§ **INPUT**
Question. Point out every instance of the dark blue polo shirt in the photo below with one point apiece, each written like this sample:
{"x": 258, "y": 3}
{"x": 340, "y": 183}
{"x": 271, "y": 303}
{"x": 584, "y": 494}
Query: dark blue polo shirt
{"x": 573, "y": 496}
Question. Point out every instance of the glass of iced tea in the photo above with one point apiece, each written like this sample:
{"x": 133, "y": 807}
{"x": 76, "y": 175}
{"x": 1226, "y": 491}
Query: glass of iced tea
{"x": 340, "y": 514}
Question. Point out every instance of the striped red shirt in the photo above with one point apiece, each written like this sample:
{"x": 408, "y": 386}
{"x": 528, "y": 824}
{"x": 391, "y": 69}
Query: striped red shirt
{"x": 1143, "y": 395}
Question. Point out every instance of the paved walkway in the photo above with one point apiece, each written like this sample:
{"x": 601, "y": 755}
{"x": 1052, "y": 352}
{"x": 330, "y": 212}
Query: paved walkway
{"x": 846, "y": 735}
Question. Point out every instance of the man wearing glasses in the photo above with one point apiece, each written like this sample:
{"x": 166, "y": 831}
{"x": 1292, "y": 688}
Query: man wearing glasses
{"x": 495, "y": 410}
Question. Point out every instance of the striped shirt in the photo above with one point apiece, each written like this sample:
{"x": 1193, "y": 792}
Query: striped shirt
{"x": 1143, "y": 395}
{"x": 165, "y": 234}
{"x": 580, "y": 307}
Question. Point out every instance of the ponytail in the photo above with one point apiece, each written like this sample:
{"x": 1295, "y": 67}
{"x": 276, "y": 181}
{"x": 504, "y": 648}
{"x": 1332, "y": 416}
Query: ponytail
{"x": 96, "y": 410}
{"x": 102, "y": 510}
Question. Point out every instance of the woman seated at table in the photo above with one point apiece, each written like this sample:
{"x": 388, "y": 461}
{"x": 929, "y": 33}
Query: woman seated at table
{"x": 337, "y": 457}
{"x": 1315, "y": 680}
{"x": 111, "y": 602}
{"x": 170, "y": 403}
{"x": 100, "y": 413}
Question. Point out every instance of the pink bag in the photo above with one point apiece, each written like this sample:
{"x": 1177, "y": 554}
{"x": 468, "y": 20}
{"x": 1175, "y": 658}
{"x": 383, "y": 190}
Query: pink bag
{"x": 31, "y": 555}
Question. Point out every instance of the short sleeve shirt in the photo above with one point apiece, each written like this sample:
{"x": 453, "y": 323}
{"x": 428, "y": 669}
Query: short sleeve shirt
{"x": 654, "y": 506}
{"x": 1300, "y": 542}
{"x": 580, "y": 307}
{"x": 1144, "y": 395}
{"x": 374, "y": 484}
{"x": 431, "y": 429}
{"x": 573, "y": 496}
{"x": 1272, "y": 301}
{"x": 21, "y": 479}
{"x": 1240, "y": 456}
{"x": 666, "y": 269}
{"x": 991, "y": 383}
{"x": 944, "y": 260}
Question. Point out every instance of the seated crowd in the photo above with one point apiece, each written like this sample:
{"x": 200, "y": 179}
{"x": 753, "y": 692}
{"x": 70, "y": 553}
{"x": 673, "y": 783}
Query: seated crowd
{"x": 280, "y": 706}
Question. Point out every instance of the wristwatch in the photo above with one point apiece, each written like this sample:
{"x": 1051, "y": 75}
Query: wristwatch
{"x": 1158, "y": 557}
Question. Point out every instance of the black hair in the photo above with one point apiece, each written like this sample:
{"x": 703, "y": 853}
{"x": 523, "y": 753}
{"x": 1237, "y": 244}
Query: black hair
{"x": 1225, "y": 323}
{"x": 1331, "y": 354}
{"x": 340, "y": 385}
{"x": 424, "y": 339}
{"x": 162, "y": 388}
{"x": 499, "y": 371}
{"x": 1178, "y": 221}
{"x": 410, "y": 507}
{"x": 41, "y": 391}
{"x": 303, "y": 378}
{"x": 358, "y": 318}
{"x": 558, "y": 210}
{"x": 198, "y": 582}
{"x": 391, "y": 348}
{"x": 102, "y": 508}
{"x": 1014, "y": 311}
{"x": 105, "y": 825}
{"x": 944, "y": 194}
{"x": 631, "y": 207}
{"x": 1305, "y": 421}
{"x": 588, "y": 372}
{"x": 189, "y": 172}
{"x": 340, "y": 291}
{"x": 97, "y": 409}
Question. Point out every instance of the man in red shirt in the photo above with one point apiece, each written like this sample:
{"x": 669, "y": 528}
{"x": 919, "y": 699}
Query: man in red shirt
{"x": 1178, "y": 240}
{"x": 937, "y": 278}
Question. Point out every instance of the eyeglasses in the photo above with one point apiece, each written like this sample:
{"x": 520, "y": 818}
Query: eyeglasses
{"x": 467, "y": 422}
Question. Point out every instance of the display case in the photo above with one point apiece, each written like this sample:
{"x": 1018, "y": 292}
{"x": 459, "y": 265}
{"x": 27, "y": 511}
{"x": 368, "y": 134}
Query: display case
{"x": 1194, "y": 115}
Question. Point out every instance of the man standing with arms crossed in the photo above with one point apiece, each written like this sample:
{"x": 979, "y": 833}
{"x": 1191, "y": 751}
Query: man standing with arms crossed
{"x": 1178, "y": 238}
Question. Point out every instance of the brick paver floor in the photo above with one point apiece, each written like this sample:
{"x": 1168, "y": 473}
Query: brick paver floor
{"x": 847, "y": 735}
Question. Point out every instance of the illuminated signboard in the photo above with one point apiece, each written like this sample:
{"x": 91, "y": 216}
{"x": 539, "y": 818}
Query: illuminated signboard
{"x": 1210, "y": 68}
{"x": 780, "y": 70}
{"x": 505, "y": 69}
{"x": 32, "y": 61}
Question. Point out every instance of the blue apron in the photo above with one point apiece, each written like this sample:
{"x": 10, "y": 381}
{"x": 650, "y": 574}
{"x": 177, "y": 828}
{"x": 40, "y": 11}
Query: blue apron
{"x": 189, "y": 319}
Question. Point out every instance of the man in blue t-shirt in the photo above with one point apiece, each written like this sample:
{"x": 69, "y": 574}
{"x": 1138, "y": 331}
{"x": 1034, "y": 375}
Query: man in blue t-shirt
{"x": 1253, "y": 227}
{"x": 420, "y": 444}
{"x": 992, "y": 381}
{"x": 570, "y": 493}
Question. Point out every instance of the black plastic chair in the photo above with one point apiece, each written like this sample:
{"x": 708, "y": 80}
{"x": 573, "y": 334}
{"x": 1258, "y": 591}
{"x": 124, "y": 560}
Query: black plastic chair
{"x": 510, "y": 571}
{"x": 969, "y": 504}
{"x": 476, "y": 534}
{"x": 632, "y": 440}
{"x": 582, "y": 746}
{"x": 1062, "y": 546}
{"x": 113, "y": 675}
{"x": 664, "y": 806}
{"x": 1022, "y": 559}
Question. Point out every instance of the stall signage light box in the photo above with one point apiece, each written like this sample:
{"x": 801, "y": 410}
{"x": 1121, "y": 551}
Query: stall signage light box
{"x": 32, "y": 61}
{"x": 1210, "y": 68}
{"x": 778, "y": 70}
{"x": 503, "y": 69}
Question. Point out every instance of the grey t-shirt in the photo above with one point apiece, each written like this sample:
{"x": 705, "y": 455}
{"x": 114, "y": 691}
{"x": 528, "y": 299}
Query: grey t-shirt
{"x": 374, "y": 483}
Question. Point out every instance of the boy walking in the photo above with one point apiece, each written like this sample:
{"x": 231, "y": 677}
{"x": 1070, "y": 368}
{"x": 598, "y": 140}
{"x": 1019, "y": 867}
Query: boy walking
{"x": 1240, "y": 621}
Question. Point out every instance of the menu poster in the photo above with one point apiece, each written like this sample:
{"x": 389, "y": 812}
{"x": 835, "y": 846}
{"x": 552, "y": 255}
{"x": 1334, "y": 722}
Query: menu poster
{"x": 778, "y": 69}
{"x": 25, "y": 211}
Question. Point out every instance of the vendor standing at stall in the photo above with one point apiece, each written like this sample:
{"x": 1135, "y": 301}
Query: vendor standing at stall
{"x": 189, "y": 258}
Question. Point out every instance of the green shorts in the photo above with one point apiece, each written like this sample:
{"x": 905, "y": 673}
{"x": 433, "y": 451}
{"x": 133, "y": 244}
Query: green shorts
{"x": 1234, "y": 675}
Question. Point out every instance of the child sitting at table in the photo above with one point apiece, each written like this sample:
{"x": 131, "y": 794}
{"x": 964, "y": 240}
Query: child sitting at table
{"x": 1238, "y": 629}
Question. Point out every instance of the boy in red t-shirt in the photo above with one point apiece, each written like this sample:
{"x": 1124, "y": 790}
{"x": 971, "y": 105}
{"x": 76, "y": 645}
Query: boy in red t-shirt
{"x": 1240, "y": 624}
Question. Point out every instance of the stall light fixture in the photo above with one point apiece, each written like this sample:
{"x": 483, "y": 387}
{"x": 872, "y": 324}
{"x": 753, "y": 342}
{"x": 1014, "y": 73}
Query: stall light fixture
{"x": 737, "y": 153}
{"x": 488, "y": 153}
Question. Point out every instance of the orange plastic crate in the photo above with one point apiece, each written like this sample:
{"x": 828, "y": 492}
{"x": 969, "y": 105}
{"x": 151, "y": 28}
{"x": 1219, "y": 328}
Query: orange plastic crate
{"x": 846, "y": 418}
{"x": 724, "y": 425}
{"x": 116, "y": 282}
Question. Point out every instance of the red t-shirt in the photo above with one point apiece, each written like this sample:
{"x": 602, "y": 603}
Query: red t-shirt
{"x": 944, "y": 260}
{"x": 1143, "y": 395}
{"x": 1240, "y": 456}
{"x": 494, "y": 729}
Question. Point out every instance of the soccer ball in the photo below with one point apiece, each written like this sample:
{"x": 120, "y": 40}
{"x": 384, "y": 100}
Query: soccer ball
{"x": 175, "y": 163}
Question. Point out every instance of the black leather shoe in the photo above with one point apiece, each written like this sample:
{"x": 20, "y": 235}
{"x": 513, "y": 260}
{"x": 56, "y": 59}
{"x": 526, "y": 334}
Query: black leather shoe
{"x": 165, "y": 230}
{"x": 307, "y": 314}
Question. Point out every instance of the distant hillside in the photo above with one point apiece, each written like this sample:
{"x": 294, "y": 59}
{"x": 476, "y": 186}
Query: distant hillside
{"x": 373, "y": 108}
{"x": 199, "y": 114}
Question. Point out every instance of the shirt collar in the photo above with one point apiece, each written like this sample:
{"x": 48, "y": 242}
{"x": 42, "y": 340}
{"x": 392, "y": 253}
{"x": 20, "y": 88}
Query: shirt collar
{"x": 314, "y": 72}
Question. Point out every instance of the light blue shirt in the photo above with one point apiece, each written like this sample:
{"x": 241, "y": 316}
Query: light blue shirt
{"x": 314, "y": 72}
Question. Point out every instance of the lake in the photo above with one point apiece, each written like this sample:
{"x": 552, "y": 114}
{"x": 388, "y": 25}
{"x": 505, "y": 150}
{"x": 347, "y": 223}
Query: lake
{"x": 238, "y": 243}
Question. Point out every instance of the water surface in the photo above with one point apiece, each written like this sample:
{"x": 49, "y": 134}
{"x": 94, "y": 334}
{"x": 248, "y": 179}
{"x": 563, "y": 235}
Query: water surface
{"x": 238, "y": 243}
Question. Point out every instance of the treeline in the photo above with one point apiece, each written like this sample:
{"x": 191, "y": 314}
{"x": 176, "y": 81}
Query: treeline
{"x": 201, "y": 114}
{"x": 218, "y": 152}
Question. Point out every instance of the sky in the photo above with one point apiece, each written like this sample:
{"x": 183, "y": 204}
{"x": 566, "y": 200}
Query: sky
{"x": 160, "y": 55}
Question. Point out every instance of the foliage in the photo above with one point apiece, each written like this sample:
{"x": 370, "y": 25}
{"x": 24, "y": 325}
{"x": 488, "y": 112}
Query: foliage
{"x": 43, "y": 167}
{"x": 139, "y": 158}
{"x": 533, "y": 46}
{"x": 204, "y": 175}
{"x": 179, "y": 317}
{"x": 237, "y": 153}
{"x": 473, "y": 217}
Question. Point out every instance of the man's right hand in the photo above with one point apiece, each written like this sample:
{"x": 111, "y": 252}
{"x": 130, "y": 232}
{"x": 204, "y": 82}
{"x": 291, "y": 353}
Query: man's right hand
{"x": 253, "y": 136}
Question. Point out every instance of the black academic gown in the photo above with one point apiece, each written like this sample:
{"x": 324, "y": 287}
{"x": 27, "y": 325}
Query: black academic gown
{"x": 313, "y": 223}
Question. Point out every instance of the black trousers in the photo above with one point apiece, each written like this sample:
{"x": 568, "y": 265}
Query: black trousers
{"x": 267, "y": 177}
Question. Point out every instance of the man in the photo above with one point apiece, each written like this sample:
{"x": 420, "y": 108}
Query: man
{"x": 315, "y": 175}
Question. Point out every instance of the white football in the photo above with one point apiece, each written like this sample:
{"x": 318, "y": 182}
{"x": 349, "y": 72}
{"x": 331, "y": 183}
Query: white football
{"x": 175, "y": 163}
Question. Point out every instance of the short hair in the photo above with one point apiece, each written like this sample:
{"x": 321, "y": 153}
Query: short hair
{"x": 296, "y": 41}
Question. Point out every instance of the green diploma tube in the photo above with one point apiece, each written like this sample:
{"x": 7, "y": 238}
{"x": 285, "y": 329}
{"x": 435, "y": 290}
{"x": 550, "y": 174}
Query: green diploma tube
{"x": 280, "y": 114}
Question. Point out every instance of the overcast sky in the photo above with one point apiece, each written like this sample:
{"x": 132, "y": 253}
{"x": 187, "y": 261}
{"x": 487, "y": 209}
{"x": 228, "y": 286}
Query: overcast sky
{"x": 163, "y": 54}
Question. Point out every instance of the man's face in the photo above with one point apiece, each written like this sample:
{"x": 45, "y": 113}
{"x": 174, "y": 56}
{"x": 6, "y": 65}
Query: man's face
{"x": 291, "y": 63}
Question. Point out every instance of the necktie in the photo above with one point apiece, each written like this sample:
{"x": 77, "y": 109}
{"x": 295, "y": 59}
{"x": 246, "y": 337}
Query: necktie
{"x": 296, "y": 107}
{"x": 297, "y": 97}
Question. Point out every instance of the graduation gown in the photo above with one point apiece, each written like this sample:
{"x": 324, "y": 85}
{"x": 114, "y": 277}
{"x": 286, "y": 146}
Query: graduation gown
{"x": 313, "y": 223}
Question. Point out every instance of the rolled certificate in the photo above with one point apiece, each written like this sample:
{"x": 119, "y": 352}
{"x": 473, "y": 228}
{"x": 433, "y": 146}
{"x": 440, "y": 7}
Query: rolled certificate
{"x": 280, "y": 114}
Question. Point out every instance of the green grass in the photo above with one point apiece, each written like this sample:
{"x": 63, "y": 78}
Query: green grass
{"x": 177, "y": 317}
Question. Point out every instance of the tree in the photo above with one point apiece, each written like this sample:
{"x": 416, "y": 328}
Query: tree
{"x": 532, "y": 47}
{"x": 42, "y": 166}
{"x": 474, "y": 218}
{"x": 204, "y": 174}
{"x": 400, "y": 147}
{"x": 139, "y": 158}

§ **TASK TO COMPLETE**
Read each line of the material, and wherever the word "below" turns up, copy that line.

§ **SOLUTION TO THIS PROBLEM**
Question. Point out every instance of the dark blue polo shirt in the photo below with one point apiece, each written like this sample:
Question. Point out every instance of the soccer ball in the photo below with one point apiece, each written like this sample:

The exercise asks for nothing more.